The problem:
Beginning with the line containing "Could you mark the dog's mouth" and ending with the last line of the records, set down every line exactly.

Input:
------------------------------
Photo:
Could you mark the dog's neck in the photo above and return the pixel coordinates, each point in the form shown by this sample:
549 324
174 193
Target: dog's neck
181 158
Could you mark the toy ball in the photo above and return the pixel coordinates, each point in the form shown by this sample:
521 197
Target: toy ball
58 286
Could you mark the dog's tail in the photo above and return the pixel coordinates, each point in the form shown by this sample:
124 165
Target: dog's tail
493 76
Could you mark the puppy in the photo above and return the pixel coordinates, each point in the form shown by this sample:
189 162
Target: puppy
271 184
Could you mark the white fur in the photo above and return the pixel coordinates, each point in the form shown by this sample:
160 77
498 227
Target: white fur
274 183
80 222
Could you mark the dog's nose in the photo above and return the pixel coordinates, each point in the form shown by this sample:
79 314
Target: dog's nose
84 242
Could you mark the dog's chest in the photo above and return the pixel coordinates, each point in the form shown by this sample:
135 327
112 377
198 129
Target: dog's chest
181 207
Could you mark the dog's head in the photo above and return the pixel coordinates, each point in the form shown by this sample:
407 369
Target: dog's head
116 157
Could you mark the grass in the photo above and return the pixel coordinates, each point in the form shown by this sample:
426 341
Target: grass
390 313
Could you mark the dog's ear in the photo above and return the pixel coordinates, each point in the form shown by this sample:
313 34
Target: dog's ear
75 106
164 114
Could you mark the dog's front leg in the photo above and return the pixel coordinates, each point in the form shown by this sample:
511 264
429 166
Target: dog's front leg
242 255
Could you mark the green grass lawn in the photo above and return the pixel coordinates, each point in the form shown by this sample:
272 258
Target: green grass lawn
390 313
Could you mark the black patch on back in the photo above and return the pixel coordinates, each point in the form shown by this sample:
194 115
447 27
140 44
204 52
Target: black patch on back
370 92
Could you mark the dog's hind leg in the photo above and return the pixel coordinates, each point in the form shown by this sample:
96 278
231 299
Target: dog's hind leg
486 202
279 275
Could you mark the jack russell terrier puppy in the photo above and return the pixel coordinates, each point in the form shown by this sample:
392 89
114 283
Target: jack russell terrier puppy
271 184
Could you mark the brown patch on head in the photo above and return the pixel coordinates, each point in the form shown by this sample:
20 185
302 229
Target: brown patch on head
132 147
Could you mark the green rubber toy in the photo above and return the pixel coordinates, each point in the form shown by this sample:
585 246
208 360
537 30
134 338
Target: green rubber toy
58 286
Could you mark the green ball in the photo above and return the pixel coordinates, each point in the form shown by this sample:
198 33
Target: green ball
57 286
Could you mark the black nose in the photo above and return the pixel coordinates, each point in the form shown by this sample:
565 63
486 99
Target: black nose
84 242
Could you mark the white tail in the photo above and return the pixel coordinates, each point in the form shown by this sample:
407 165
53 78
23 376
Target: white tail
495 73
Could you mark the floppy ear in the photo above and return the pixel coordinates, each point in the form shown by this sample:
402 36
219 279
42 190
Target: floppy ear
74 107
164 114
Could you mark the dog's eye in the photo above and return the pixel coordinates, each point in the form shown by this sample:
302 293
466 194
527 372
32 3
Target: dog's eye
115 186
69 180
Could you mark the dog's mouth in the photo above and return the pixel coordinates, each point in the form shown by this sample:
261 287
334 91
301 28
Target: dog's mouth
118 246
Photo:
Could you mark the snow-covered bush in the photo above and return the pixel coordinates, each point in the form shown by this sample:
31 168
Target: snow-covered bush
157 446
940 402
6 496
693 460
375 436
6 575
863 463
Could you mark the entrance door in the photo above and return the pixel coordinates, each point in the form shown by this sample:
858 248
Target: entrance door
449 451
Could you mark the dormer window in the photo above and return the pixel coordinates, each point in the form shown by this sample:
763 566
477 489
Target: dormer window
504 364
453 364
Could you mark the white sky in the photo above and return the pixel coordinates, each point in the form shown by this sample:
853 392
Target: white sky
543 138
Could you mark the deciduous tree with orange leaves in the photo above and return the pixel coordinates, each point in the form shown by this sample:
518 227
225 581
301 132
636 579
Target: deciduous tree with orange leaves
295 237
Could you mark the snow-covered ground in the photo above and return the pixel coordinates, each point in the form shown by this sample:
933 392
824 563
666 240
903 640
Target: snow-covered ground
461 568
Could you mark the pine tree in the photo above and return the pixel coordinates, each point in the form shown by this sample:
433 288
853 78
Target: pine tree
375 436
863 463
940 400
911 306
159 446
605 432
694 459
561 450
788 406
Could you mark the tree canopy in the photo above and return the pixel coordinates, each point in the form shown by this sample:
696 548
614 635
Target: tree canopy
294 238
------------------------------
Solved problem:
Could you mark the dog's mouth in the photo above and return the pixel coordinates, each point in the form shown by this sample:
261 287
334 91
301 28
Target: dog's mouth
118 246
Photo:
Could you mark the snow-covered bush in the photo above and return the pixel coordinates, each point in the form shown by this sample:
31 168
Target: snow-covered bush
157 446
940 402
6 496
693 460
375 436
6 575
863 463
Could you mark the entrance door in the photo above and return the pixel coordinates, each point in the form shown by this sample:
858 248
Target: entrance door
449 451
Could you mark the dormer window in the photo above and return the pixel coordinates, each point in the form shown by this sample:
763 566
477 489
Target: dormer window
504 364
453 364
Could you mark the white sky in the photo above and return the pixel coordinates, each point in the form shown by this sample:
853 392
Target: white sky
543 138
Could you mark the deciduous tree with orange leaves in the photo above and return the pixel coordinates, each point in the form shown by this sample:
518 227
225 581
301 132
636 579
Target: deciduous tree with orange leaves
295 237
Could you mark the snow-covered ground in the photo above and return the pixel coordinates, each point in the form shown by this sample:
933 392
824 563
666 240
903 640
Target: snow-covered ground
461 568
Could you mark the pine tree in the photo above and return the pixel coordinates, each point in the form shown by this sample:
433 288
853 78
Target: pine tree
375 436
863 463
940 400
911 306
159 446
605 432
694 459
561 450
788 406
Could you mark the tree canopy in the photo above and return the pixel coordinates, each point in the form shown by this sample:
696 548
614 635
Target: tree canopy
294 238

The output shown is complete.